> [Required work]: Scan the entries for lines with the word "loose", then copy those lines.

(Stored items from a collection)
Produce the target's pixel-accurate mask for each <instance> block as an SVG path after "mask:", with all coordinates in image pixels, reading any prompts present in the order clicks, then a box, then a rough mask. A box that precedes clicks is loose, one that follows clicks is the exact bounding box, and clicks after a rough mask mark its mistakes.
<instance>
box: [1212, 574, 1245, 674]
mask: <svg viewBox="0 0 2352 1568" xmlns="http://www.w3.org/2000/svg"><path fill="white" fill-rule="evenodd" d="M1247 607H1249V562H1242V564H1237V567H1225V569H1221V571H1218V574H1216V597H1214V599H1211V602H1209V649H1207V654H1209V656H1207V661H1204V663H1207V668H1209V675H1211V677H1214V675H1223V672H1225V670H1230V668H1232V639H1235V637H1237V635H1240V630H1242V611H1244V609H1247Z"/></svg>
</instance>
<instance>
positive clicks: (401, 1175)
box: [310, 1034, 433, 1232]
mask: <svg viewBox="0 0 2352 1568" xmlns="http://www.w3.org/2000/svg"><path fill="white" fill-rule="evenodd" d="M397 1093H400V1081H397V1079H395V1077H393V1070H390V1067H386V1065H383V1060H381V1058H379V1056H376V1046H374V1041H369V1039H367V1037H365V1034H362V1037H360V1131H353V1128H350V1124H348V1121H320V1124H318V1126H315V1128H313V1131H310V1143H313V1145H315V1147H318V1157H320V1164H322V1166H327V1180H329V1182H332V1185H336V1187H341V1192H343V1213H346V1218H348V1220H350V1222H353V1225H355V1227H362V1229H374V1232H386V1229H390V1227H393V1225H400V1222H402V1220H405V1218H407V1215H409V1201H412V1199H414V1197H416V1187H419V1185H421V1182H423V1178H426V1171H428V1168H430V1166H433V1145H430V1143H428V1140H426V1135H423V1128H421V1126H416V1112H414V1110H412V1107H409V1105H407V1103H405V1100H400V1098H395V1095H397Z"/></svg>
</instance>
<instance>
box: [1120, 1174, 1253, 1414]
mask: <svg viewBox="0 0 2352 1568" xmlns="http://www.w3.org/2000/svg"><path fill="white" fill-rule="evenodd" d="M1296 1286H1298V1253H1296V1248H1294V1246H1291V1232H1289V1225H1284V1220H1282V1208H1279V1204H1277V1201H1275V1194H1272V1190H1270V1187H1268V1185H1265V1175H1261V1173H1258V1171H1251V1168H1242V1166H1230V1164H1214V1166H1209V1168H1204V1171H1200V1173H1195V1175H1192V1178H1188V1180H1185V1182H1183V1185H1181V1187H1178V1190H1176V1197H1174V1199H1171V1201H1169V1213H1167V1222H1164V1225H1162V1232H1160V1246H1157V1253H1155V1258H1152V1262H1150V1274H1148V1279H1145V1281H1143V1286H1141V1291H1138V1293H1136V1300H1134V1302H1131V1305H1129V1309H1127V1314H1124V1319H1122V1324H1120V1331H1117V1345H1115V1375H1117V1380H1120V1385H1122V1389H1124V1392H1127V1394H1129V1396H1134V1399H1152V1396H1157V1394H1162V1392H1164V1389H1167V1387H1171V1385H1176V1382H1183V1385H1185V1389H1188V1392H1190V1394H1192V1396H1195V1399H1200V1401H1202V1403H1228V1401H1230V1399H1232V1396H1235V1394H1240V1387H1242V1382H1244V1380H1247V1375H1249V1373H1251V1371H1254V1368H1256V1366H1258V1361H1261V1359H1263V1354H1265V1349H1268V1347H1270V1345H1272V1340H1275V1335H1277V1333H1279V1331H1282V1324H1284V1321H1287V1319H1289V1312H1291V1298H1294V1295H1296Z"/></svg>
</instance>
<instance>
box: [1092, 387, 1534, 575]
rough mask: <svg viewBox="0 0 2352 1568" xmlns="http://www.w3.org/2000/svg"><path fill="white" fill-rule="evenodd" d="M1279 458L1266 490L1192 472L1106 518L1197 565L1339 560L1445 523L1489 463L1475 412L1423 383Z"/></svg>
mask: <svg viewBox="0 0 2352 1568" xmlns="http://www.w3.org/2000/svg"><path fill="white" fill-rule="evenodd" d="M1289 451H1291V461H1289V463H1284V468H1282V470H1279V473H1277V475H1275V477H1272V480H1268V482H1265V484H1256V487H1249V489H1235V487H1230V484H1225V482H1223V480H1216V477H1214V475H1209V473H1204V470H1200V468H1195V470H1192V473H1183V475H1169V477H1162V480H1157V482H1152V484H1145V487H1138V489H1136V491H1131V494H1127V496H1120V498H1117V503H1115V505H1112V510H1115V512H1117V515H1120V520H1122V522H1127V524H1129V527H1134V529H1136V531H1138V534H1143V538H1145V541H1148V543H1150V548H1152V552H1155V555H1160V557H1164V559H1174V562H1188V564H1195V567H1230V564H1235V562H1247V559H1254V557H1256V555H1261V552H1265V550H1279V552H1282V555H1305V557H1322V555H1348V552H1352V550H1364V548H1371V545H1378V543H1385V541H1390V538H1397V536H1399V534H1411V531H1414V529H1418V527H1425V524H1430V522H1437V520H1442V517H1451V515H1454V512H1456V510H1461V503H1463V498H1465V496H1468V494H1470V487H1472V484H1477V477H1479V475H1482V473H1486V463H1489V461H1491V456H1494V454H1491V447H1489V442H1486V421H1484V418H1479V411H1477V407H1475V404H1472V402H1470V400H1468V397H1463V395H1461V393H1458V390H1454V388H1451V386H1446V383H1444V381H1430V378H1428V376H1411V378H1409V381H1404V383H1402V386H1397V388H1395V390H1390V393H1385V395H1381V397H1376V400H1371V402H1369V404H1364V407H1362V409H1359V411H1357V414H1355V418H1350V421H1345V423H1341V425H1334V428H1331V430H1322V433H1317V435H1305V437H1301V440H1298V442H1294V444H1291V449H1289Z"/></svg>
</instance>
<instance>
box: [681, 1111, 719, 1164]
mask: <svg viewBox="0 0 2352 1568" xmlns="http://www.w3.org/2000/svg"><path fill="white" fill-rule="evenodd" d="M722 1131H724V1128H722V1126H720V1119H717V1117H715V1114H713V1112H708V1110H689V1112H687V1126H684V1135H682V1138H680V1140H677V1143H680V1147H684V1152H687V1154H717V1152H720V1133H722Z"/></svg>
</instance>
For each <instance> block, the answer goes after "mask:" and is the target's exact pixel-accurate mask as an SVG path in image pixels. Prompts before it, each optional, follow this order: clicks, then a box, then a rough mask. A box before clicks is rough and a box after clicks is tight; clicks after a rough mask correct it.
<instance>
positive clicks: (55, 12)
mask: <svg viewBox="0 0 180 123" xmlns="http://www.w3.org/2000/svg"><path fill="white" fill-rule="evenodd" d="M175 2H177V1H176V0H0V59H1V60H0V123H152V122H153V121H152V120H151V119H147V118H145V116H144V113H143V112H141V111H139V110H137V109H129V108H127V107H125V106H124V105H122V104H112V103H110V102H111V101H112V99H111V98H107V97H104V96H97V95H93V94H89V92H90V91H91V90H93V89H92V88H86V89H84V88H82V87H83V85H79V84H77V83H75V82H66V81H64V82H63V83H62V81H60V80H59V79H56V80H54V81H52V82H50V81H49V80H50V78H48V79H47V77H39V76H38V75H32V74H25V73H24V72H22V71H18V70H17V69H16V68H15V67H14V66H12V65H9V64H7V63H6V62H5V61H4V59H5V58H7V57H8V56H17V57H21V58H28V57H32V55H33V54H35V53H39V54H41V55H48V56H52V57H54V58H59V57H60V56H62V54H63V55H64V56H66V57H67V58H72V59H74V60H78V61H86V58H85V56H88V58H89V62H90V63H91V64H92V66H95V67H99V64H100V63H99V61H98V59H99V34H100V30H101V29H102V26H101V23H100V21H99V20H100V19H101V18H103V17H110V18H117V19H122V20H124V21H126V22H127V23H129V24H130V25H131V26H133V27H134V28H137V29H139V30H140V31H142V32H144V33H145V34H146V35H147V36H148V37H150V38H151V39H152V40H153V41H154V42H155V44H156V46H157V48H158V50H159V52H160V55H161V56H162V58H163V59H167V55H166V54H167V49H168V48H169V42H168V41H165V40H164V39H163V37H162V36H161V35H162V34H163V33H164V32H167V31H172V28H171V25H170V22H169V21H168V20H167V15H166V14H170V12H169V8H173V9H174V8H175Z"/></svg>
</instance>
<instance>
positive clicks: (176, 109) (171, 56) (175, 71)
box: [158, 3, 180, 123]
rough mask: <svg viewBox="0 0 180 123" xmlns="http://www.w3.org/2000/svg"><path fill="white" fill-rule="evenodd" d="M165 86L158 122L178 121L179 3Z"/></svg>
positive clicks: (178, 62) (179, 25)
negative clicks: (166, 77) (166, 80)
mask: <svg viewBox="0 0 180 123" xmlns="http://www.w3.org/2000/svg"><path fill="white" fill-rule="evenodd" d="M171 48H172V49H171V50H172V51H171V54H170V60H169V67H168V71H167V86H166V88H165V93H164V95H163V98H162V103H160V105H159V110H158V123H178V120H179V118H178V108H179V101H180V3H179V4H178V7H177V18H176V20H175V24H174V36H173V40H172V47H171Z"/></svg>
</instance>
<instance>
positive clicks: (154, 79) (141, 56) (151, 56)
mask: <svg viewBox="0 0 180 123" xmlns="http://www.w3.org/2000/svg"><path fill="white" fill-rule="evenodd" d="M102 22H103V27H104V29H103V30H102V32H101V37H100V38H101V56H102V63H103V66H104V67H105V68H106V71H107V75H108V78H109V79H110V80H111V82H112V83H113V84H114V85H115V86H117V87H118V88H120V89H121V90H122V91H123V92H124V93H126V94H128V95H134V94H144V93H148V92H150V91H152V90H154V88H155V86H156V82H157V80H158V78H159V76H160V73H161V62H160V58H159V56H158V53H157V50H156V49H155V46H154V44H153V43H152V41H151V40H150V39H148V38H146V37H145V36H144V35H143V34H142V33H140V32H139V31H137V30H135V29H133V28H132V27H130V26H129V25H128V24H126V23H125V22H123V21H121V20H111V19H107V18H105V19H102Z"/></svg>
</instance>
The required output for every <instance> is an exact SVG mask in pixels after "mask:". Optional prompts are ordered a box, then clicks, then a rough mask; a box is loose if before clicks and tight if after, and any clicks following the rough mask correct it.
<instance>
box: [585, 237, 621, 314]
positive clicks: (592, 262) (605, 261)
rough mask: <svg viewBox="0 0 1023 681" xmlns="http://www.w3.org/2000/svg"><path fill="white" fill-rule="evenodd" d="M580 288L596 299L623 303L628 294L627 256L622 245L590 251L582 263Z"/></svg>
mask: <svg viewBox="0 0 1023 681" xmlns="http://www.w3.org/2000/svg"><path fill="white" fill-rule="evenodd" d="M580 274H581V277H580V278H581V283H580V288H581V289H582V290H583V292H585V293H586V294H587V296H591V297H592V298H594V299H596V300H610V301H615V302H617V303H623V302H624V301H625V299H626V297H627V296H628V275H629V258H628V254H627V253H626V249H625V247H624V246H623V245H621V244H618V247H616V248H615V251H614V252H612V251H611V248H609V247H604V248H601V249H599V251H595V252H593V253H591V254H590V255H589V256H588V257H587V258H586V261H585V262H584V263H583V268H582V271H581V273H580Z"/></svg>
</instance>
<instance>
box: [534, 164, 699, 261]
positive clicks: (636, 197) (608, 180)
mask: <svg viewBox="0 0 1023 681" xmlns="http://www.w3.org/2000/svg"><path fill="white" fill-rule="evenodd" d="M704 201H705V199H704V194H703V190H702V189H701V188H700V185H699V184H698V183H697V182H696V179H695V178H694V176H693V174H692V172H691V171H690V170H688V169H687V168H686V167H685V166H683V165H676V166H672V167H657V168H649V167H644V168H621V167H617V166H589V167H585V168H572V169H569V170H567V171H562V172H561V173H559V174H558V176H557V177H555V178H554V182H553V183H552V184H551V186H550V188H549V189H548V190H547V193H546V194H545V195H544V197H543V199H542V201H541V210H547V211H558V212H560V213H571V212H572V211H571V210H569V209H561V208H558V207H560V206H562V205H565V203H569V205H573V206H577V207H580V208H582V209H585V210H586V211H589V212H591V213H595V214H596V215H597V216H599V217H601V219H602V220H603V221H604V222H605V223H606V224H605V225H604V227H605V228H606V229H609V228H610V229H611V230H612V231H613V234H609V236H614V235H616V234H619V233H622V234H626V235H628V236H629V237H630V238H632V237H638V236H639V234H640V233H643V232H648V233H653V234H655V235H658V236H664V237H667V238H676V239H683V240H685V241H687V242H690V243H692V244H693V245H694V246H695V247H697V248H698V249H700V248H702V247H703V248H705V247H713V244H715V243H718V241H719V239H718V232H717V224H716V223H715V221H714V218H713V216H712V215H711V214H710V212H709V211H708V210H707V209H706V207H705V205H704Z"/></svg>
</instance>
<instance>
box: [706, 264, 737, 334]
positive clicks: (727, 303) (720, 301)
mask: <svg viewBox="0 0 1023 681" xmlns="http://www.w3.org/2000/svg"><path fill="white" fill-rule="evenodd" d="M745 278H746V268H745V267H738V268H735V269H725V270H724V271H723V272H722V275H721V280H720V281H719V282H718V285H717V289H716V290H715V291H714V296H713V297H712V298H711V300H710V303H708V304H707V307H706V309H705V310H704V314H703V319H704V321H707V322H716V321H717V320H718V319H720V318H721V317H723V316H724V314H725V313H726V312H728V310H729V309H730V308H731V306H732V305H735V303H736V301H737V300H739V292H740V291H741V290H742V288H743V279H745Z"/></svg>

> [Output below]:
Produce the target's pixel-accurate mask for each <instance> block as an SVG path after "mask:", with all coordinates in image pixels, reading any prompts present in the order clicks, then a box, then a rough mask. A box that precedes clicks is loose, one that follows clicks is the exact bounding box, and clicks after a rough mask mark its mistakes.
The required output for every <instance> is an exact SVG mask in pixels after "mask:". Optional prompts are ordered a box, then clicks, then a rough mask; a box is loose if before clicks and tight if after, and any clicks following the rough mask correct it.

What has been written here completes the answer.